A block of data
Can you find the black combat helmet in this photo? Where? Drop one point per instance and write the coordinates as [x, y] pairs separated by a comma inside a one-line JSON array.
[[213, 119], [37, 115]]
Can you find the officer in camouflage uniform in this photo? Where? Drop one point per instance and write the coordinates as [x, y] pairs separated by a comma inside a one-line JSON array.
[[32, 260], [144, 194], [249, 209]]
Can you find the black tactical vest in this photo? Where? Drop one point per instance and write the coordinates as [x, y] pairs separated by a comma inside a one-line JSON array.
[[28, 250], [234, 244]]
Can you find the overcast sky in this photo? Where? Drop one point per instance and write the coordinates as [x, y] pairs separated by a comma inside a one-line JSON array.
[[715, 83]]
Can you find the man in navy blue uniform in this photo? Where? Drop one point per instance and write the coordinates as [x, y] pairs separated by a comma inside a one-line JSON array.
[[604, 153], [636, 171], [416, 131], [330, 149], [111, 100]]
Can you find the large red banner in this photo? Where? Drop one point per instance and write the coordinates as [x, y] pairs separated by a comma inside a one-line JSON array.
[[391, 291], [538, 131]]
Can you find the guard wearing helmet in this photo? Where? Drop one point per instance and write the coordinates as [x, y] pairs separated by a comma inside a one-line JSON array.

* * *

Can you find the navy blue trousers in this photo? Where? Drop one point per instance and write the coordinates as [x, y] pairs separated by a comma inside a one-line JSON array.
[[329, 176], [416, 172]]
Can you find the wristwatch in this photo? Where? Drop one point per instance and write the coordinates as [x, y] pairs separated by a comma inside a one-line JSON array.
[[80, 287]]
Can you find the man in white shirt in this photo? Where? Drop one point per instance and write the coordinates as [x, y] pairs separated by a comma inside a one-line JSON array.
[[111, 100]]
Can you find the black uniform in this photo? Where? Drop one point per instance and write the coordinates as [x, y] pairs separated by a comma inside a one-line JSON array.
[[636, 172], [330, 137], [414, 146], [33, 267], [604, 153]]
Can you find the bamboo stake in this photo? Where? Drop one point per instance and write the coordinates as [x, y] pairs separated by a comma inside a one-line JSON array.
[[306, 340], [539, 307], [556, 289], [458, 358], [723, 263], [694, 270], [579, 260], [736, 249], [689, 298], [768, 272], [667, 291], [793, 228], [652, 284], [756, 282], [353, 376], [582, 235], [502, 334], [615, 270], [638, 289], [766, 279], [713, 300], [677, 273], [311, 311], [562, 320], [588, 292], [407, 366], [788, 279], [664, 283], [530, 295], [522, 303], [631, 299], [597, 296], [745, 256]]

### Requirement
Can you return, word for word, everything from the line containing "Can you find the black combat" down to the line containing "[[213, 119], [37, 115]]"?

### Result of this exercise
Can you find the black combat helmet in this photo? Where? Drop one point per instance and write the coordinates as [x, y] pairs separated by a comma inside a one-line JSON array.
[[213, 119], [37, 115]]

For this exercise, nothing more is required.